__Text__:
● ● ● ●

The founding members of Toronto jazz rock group BadBadNotGood first met while going to school for jazz at Humber College in 2010. But in just a few short years, Matthew A. Tavares, Alexander Sowinski, Leland Whitty and Chester Hansen's quirky mix of modern jazz, hip-hop and rock turned them from college students to international jetsetters, thanks in large part to high-profile collaborations with hip-hop legends including Kendrick Lamar, Tyler, the Creator, Earl Sweatshirt, Danny Brown and Ghostface Killah.

The band's 2015 album, Sour Soul with Ghostface Killah, landed it on the 2015 Polaris Music Prize short list, and now its aptly named fourth album, IV, has also put them in the running for the esteemed award. For each of this year's nominees, we're sharing five things you might not know. Here are five things about IV.


Related: BadBadNotGood's Chester Hansen on the making of IV


1. If it sounds like it’s a little all over the place, that’s because it is

When the bandmates started writing and recording the songs that became IV in fall of 2015, they had no defined direction and ended up with so many different styles that they were unsure the songs would work together. At first they were going to make an all-instrumental album, then decided instead to toss together “a salad” of feature tracks and instrumentals.

● ● ● ●

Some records

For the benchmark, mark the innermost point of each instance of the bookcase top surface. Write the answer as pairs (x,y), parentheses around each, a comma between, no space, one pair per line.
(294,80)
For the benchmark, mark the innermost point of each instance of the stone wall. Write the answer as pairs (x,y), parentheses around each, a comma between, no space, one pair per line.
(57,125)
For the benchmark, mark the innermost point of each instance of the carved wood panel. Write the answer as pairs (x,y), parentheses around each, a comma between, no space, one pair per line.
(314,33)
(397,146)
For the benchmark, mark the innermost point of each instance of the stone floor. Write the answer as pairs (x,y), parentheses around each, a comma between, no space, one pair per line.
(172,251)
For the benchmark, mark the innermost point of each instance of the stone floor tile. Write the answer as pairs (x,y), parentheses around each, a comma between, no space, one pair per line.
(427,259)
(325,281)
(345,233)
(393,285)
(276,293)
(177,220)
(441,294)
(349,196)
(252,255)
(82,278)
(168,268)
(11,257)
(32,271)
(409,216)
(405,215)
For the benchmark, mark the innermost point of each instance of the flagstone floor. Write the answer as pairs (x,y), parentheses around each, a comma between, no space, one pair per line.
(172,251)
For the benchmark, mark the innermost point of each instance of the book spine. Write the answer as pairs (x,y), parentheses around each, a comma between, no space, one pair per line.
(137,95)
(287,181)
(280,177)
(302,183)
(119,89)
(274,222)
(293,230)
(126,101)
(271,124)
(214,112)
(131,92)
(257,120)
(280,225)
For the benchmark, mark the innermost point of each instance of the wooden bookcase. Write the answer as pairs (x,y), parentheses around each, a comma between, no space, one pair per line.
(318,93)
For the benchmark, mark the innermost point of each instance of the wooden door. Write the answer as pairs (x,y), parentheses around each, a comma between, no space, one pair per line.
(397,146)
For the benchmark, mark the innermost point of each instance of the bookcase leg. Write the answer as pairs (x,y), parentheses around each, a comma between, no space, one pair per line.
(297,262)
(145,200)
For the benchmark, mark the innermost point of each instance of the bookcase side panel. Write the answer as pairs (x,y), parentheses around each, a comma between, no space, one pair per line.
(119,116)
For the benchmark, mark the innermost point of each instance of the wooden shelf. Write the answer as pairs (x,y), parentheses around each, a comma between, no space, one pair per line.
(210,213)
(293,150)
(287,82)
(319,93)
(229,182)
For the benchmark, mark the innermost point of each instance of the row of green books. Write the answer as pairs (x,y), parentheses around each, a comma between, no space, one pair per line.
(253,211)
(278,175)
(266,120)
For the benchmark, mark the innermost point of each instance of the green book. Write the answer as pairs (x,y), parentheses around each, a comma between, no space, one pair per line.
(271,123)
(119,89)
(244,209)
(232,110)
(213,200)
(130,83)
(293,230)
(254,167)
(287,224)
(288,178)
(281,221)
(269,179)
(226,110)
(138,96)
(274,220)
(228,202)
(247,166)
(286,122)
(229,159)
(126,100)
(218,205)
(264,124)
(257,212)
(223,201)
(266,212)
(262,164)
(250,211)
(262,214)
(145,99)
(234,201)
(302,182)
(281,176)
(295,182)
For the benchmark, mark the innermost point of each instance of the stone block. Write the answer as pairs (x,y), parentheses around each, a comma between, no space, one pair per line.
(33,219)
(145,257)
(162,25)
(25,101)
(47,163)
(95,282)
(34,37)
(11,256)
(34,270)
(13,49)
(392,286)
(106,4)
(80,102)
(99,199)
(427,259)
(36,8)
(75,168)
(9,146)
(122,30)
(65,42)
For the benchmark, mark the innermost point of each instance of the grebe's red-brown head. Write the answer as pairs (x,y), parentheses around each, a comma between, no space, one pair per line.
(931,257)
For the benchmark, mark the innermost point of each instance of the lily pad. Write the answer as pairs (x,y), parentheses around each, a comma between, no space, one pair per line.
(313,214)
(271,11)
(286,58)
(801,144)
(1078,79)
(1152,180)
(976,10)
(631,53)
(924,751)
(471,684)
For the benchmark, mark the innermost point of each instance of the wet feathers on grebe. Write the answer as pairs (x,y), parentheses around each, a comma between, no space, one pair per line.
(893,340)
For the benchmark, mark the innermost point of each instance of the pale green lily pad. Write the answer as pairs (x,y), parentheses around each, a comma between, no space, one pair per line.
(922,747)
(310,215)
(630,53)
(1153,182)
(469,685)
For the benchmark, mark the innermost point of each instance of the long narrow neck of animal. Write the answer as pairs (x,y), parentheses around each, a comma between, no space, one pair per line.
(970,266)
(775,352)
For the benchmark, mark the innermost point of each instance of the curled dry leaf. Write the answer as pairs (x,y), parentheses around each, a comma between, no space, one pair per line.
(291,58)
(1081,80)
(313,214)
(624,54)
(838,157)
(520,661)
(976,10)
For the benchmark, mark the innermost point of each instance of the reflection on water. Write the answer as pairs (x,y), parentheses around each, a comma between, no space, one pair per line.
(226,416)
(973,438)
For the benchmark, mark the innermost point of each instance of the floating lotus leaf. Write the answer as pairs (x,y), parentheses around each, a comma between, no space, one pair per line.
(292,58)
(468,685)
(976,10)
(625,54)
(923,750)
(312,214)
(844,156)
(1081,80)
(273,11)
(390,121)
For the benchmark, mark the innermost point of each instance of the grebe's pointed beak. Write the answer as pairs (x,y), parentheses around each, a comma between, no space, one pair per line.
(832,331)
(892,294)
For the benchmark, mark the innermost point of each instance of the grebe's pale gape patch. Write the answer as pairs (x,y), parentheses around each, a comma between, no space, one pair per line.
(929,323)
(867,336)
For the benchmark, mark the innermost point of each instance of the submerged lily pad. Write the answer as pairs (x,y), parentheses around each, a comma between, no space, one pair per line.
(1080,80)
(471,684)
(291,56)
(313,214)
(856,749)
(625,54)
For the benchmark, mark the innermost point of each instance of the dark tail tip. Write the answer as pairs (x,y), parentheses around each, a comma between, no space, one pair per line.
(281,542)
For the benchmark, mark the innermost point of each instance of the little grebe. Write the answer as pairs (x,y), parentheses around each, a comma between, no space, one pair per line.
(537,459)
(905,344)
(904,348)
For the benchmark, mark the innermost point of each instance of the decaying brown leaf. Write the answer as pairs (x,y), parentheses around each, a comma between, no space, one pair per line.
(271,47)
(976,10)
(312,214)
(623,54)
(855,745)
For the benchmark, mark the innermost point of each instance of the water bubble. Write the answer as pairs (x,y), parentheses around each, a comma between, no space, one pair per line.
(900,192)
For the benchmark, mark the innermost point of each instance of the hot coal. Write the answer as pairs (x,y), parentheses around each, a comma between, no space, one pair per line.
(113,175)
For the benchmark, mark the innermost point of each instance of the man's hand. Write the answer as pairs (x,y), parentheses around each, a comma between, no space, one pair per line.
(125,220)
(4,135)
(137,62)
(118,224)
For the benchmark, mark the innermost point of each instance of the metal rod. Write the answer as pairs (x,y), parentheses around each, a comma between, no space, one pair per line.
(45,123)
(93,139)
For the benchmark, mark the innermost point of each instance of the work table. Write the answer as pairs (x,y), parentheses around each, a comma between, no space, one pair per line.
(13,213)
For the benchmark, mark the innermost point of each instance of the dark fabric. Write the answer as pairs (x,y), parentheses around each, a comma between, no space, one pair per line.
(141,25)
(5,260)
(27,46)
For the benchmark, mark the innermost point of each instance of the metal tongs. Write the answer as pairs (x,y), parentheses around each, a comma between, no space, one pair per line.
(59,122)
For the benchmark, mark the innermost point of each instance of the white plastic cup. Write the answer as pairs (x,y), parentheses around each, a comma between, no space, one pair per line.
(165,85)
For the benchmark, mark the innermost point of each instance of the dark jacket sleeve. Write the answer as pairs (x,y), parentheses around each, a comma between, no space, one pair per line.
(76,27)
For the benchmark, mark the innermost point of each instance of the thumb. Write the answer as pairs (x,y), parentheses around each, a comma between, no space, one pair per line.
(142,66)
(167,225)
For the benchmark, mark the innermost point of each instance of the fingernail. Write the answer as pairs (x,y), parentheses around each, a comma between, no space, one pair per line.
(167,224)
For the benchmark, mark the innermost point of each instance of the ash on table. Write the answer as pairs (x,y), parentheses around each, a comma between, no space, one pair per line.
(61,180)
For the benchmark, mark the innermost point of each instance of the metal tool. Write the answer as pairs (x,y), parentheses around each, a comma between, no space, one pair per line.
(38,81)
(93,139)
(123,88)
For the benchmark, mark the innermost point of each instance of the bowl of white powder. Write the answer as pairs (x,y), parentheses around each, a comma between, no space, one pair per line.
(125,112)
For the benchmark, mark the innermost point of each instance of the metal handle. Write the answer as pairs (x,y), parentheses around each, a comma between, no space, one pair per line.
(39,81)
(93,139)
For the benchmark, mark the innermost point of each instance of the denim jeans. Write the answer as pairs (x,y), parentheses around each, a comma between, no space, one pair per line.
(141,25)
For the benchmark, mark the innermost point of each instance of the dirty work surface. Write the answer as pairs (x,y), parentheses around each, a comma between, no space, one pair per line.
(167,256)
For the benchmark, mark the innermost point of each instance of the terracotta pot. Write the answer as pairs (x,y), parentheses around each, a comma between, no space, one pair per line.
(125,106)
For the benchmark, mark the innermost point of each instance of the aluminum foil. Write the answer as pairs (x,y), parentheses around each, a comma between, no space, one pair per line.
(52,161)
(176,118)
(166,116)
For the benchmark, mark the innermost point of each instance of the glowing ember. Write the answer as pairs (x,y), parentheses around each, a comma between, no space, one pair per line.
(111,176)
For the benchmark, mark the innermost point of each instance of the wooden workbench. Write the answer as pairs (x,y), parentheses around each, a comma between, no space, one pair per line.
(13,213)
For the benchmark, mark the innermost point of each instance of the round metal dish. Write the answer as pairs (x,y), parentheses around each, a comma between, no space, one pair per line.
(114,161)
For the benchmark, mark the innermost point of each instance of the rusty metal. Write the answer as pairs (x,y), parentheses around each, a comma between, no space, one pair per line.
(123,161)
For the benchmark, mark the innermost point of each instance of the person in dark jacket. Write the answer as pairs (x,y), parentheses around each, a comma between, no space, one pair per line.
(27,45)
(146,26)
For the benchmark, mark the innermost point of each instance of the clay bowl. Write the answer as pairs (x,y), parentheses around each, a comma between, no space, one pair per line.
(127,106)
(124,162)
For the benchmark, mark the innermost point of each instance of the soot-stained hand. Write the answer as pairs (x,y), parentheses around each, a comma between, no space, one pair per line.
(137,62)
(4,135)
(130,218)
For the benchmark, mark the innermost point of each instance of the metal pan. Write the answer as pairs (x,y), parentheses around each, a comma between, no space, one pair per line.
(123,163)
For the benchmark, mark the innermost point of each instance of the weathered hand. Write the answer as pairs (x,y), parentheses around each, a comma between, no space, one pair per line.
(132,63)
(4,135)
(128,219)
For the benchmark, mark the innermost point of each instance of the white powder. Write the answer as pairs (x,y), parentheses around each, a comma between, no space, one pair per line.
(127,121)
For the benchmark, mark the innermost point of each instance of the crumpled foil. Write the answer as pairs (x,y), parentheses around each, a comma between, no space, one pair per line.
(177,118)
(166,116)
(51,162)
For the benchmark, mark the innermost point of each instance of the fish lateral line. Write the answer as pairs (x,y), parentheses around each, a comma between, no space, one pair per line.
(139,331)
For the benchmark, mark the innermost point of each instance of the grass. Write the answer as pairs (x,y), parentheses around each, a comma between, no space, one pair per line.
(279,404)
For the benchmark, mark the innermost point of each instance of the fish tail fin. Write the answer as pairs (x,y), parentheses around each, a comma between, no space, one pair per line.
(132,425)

● ● ● ●

__List of tasks__:
1. According to the BadBadNotGood text, in what year did the band's founding members first meet at Humber College?
2. Swap "Humber College" for "Berklee College" in the part of the BadBadNotGood text that begins at the words "The founding members" and stops after "and Ghostface Killah.", and give that part again.

__Solutions for each task__:
1. 2010

2.
The founding members of Toronto jazz rock group BadBadNotGood first met while going to school for jazz at Berklee College in 2010. But in just a few short years, Matthew A. Tavares, Alexander Sowinski, Leland Whitty and Chester Hansen's quirky mix of modern jazz, hip-hop and rock turned them from college students to international jetsetters, thanks in large part to high-profile collaborations with hip-hop legends including Kendrick Lamar, Tyler, the Creator, Earl Sweatshirt, Danny Brown and Ghostface Killah.